# EXERCISE A
Answer these questions about the thread on changing the text color in CWR 5.0.2.1:
(i) According to DrPepperLives, what color are all 5.0 releases probably going to be?
(ii) What does superchilpil say happens to the screen when the phone is tilted to the left?
(iii) Which previous phone does superchilpil name?

........

# [Q] CWR 5.0.2.1. Change text color?



## OnlyZuul (Jun 10, 2011)

I noticed the text changed color in the newest update to CWR.
I was just wondering if there was anyway you could choose your own color, and If you can choose your own background image.

Thanks.


----------



## DrPepperLives (Aug 2, 2011)

I don't think so. The text color changes with every major release. All 5.0s are going to be light blue, probably.


----------



## hydr0nem (Aug 20, 2011)

What's crazy is if you tilt your phone, the blue changes to a light green. Maybe thats unintentional but its cool. Lol


----------



## superchilpil (Jul 11, 2011)

"hydr0nem said:


> What's crazy is if you tilt your phone, the blue changes to a light green. Maybe thats unintentional but its cool. Lol


What's also crazier is if you tilt your phone to the left the screen gets a reddish tint, then looks greener when back to normal
And tilting it to the right it seems more blueish  I've had two thunderbolts ans both do this
It bothers the crap out of me because it wasn't like that on mmy previous phone the DINC


----------



## smitty870 (Jun 10, 2011)

It's also hard to read that color of blue

Sent from my thunderbolt using Forum Runner while on the crapper at McDonald's.

........

# EXERCISE B
Write out the listing exactly, starting at the line that contains "# draw the outline of every instance of the green" and ending at the end of the listing, with both ends included.

........

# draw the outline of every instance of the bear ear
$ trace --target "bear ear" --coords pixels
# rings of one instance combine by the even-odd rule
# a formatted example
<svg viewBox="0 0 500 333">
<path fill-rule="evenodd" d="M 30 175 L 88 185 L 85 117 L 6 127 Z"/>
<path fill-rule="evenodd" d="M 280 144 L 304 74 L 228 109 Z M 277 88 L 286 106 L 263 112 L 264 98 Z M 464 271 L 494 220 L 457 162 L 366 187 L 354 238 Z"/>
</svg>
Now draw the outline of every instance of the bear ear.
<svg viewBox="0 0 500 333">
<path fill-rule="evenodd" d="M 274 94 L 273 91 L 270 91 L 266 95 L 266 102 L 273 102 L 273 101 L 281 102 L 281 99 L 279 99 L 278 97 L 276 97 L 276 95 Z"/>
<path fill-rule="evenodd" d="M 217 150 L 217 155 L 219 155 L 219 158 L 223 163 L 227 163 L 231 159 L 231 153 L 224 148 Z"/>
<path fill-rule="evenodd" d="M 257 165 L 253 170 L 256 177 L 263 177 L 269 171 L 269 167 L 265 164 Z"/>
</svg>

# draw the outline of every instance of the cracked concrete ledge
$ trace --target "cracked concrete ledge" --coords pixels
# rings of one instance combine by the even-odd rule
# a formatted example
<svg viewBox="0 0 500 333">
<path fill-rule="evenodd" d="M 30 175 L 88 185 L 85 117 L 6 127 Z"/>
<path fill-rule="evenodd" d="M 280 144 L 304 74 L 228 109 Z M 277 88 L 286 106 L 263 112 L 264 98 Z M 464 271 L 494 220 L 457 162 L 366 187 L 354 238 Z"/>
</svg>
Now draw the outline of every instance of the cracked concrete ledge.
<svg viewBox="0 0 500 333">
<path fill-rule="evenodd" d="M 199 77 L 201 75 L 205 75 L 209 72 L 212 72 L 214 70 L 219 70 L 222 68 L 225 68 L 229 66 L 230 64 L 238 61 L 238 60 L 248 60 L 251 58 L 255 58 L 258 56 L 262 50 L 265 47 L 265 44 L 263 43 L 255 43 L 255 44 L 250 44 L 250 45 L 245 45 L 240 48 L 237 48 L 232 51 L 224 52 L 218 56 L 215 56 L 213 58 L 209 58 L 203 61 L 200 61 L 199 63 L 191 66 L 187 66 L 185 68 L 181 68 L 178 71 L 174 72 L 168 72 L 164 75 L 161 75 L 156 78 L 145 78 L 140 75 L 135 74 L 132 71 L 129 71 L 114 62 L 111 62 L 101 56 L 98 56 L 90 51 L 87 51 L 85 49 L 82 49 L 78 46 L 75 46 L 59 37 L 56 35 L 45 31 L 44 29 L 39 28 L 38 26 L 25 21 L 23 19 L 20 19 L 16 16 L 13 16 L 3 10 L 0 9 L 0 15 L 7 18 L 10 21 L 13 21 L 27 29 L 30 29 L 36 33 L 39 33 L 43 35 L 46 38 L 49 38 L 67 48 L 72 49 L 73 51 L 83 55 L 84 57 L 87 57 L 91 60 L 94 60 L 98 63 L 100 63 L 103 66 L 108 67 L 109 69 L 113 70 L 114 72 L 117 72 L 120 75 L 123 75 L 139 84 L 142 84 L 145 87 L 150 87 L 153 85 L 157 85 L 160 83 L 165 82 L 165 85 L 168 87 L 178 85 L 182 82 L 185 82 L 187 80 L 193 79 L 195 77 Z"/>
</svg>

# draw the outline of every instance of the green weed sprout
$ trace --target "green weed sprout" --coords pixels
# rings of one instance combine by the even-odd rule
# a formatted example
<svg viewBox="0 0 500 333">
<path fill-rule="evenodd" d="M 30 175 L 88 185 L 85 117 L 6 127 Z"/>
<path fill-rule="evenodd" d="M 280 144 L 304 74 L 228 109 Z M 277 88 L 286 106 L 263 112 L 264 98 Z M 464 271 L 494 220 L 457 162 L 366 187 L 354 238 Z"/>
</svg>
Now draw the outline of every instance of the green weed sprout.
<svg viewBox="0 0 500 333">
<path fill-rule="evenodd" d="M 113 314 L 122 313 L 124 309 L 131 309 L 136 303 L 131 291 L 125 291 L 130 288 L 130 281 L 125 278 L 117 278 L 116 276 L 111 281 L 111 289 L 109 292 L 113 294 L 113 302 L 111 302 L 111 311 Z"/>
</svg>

........

# ANSWER A
(i) Light blue
(ii) The screen gets a reddish tint.
(iii) The DINC

# ANSWER B
# draw the outline of every instance of the green weed sprout
$ trace --target "green weed sprout" --coords pixels
# rings of one instance combine by the even-odd rule
# a formatted example
<svg viewBox="0 0 500 333">
<path fill-rule="evenodd" d="M 30 175 L 88 185 L 85 117 L 6 127 Z"/>
<path fill-rule="evenodd" d="M 280 144 L 304 74 L 228 109 Z M 277 88 L 286 106 L 263 112 L 264 98 Z M 464 271 L 494 220 L 457 162 L 366 187 L 354 238 Z"/>
</svg>
Now draw the outline of every instance of the green weed sprout.
<svg viewBox="0 0 500 333">
<path fill-rule="evenodd" d="M 113 314 L 122 313 L 124 309 L 131 309 L 136 303 L 131 291 L 125 291 L 130 288 L 130 281 L 125 278 L 117 278 L 116 276 L 111 281 L 111 289 L 109 292 L 113 294 L 113 302 L 111 302 L 111 311 Z"/>
</svg>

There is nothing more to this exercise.